» Task instructions
An exact copy of every entry is the required answer.
Start of Input material
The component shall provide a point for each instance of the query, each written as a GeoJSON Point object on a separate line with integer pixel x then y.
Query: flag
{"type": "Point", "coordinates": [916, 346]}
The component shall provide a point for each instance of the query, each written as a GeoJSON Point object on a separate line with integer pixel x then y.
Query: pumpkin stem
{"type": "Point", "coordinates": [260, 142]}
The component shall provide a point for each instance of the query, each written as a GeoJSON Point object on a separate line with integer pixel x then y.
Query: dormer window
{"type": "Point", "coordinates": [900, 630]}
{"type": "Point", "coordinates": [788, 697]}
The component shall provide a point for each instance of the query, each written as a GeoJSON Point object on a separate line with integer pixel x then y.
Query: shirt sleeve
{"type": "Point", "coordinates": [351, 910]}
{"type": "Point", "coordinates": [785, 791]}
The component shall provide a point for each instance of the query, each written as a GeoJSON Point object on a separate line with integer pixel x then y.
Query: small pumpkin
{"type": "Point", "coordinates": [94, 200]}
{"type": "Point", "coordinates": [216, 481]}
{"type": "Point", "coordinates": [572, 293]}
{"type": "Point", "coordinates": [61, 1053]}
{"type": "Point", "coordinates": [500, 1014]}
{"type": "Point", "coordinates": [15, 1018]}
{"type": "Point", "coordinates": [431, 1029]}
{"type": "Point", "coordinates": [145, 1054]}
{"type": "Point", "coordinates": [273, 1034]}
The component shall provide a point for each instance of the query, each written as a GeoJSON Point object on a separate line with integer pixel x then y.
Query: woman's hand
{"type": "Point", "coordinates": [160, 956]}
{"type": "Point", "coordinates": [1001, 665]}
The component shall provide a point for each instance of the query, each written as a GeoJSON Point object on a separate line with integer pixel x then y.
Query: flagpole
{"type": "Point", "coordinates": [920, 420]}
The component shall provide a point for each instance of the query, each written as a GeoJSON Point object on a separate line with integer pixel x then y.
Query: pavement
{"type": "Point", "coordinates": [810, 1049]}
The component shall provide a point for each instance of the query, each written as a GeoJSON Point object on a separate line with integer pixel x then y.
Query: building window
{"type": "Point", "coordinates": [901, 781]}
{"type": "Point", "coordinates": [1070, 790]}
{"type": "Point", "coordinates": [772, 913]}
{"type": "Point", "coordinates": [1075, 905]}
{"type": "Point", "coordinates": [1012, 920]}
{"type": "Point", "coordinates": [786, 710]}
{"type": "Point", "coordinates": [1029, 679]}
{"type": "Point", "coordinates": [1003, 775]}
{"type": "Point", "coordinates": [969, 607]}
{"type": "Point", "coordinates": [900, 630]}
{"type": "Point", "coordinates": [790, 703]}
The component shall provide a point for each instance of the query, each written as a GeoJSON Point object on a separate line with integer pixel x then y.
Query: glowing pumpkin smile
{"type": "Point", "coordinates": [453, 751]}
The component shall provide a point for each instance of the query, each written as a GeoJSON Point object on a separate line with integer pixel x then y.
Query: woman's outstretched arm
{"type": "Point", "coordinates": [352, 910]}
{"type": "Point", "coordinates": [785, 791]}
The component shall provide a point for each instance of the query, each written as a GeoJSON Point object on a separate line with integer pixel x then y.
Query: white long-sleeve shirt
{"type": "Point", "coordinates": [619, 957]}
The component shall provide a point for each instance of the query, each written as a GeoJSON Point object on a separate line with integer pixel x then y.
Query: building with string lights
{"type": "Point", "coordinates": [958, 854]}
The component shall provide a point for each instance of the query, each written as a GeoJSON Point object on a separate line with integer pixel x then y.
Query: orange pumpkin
End of Input material
» Result of the task
The component shall provide a point for each instance of the query, each written as a GeoJSON Point object on a separate line with integer pixel x then y.
Query: flag
{"type": "Point", "coordinates": [916, 346]}
The component shall provide a point for each instance of the query, each written as a GeoJSON Point object on a separate line with integer pixel x then y.
Query: pumpkin stem
{"type": "Point", "coordinates": [260, 142]}
The component shall provide a point for each instance of the query, each written as a GeoJSON Point object on a separate line with integer pixel x then y.
Query: dormer window
{"type": "Point", "coordinates": [900, 630]}
{"type": "Point", "coordinates": [788, 697]}
The component shall provide a point for each instance of the query, each written as a GeoJSON Point object on a separate line with integer pixel x then y.
Query: shirt sleeve
{"type": "Point", "coordinates": [351, 910]}
{"type": "Point", "coordinates": [785, 791]}
The component shall provide a point for each instance of the query, each written as a GeoJSON Point object on a separate line with integer pixel x then y.
Query: small pumpkin
{"type": "Point", "coordinates": [94, 200]}
{"type": "Point", "coordinates": [216, 481]}
{"type": "Point", "coordinates": [572, 293]}
{"type": "Point", "coordinates": [61, 1053]}
{"type": "Point", "coordinates": [500, 1014]}
{"type": "Point", "coordinates": [15, 1018]}
{"type": "Point", "coordinates": [431, 1029]}
{"type": "Point", "coordinates": [145, 1054]}
{"type": "Point", "coordinates": [273, 1034]}
The component shall provide a point for each instance of the query, each written as a GeoJSON Point object on a separate line with integer pixel x then y.
Query: woman's hand
{"type": "Point", "coordinates": [160, 956]}
{"type": "Point", "coordinates": [1001, 665]}
The component shall provide a point for each instance of the query, each written as a GeoJSON Point object on a separate line with integer pixel x then y.
Query: flagpole
{"type": "Point", "coordinates": [920, 420]}
The component shall provide a point for each instance of the query, each written as a GeoJSON Point object on a separate line with integer pixel x then y.
Query: pavement
{"type": "Point", "coordinates": [810, 1049]}
The component shall provide a point for each instance of the query, each written as a GeoJSON Point object on a separate line with integer pixel x then y.
Query: building window
{"type": "Point", "coordinates": [901, 781]}
{"type": "Point", "coordinates": [1070, 790]}
{"type": "Point", "coordinates": [772, 913]}
{"type": "Point", "coordinates": [1075, 905]}
{"type": "Point", "coordinates": [1012, 920]}
{"type": "Point", "coordinates": [786, 710]}
{"type": "Point", "coordinates": [1029, 679]}
{"type": "Point", "coordinates": [1003, 775]}
{"type": "Point", "coordinates": [969, 607]}
{"type": "Point", "coordinates": [900, 630]}
{"type": "Point", "coordinates": [790, 703]}
The component shall provide a point for each instance of the query, each written as a GeoJSON Point object on a separate line with integer pixel x then y.
Query: glowing pumpkin smile
{"type": "Point", "coordinates": [453, 751]}
The component shall provide a point for each instance of the query, each written as a GeoJSON Point object on a separate line with integer pixel x then y.
Query: woman's outstretched arm
{"type": "Point", "coordinates": [352, 910]}
{"type": "Point", "coordinates": [785, 791]}
The component shall provide a point for each instance of the query, each written as a GeoJSON Point object on a separate line with integer pixel x then y.
Query: white long-sleeve shirt
{"type": "Point", "coordinates": [619, 957]}
The component shall provide a point for each instance of the query, each written as a GeoJSON Point object on a separate line with integer pixel x then y.
Query: building with string lights
{"type": "Point", "coordinates": [958, 854]}
The component shall provide a point for each instance of the query, each written as a GeoJSON Point object on a separate line with integer pixel x then y.
Query: orange pumpkin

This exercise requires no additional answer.